TASK INSTRUCTIONS:
Write out, unchanged, the lines from the one holding "Target: blurred background" to the close of the listing. Both the first and last lines belong in it.

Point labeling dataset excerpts

[start]

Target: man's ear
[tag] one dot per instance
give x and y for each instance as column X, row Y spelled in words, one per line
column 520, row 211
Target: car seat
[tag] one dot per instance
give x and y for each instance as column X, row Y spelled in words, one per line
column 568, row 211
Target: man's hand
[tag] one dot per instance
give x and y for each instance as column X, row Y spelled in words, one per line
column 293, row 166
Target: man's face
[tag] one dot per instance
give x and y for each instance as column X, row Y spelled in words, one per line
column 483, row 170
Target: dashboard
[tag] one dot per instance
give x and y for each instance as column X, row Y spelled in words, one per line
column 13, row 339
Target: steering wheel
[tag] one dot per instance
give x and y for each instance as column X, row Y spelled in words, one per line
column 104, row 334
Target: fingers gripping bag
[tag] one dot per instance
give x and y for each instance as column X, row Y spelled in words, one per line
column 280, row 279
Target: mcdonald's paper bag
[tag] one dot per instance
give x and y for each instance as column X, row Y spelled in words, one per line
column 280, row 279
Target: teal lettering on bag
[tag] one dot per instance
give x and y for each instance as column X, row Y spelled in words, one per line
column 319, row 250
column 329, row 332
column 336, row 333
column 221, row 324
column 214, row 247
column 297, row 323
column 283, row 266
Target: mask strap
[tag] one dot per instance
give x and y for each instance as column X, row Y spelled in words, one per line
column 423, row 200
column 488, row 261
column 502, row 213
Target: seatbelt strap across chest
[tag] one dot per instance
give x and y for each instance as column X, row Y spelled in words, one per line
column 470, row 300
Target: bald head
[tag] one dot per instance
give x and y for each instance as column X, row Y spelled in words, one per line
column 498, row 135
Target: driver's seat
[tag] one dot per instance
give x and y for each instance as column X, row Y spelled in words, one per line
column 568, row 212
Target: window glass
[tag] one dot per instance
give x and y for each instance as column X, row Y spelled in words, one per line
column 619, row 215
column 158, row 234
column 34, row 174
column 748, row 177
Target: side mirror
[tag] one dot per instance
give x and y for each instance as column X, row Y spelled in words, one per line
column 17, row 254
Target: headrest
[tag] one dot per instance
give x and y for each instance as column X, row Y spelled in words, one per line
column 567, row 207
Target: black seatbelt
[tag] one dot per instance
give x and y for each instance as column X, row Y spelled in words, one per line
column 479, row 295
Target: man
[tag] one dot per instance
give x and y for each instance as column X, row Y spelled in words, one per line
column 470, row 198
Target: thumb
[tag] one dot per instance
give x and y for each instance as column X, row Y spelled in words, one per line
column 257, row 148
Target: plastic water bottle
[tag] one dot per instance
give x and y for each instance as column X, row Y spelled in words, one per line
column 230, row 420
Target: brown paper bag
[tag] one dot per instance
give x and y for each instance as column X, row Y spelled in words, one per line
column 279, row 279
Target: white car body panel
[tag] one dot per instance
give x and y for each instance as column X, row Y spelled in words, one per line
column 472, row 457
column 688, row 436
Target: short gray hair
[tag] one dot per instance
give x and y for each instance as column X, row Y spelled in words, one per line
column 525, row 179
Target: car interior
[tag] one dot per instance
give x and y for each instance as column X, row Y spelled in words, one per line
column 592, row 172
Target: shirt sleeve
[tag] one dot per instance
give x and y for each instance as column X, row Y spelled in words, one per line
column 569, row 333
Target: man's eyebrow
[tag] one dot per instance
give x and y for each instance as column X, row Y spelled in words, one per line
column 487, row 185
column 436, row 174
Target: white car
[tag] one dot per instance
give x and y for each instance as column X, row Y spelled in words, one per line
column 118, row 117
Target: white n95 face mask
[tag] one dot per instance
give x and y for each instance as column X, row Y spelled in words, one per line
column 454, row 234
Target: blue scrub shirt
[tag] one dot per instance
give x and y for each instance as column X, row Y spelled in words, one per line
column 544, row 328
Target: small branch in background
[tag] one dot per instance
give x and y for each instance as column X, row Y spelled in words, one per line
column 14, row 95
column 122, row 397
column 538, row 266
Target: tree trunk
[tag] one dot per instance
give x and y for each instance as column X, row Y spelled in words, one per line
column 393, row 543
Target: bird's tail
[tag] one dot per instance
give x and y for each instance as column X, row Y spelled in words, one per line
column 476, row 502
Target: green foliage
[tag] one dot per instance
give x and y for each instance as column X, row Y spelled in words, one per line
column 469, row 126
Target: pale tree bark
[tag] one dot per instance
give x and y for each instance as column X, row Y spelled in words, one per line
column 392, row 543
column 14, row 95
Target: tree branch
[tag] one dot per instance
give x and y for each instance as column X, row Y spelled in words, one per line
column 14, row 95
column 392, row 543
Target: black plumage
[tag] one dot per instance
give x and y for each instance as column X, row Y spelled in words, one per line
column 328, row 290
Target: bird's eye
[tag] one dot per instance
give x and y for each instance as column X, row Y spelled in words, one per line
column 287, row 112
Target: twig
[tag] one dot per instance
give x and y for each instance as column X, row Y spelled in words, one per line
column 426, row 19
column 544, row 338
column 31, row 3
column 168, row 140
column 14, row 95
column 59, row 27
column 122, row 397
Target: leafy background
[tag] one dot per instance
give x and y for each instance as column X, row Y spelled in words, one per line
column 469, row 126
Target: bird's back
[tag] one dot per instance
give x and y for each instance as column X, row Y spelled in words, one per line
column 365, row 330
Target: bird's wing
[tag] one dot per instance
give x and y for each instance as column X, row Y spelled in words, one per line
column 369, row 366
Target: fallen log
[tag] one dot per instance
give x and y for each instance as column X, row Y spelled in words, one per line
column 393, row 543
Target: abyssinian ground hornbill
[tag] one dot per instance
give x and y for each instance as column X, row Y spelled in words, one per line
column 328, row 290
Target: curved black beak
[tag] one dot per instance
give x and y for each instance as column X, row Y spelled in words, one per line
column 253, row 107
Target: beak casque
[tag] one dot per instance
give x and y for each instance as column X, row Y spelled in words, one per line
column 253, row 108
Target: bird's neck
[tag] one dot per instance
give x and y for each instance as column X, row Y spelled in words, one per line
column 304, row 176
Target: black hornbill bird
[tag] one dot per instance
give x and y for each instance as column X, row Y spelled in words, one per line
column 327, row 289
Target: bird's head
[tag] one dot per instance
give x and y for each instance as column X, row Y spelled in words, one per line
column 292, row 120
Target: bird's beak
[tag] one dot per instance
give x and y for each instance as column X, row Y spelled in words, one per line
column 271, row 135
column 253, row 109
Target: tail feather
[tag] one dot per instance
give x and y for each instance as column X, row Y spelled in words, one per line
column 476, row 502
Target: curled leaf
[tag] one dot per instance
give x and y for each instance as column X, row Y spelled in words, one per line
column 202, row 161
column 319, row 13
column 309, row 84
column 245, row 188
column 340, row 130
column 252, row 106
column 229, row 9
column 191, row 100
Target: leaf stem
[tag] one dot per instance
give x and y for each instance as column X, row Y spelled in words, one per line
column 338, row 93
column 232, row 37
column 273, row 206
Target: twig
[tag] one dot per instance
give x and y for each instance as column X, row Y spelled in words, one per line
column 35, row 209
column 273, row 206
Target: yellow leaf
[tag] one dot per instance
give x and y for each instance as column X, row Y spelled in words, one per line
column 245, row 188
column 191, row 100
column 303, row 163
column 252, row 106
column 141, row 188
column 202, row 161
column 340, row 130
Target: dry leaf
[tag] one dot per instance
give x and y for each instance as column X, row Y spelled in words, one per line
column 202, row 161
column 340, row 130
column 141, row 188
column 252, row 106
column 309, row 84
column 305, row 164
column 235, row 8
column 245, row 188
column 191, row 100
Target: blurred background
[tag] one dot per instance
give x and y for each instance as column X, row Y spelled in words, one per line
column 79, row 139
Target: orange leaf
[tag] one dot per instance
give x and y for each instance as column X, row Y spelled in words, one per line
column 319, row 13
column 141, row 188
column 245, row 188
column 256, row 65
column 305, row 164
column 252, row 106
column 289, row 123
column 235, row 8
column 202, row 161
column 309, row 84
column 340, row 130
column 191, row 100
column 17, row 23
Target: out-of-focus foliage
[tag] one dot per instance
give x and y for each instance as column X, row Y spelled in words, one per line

[end]

THE RESPONSE:
Target: blurred background
[tag] one dot per instance
give x and y for each instance as column X, row Y spelled in words, one per line
column 79, row 139
Target: orange leaf
[tag] one dot per instance
give x and y for each instance as column X, row Y spelled in words, one per line
column 319, row 13
column 141, row 188
column 245, row 188
column 256, row 65
column 305, row 164
column 252, row 106
column 289, row 123
column 235, row 8
column 202, row 161
column 309, row 84
column 340, row 130
column 191, row 100
column 17, row 23
Target: out-of-focus foliage
[tag] one dot per instance
give x and y for each instance as column X, row Y spelled in words, one per line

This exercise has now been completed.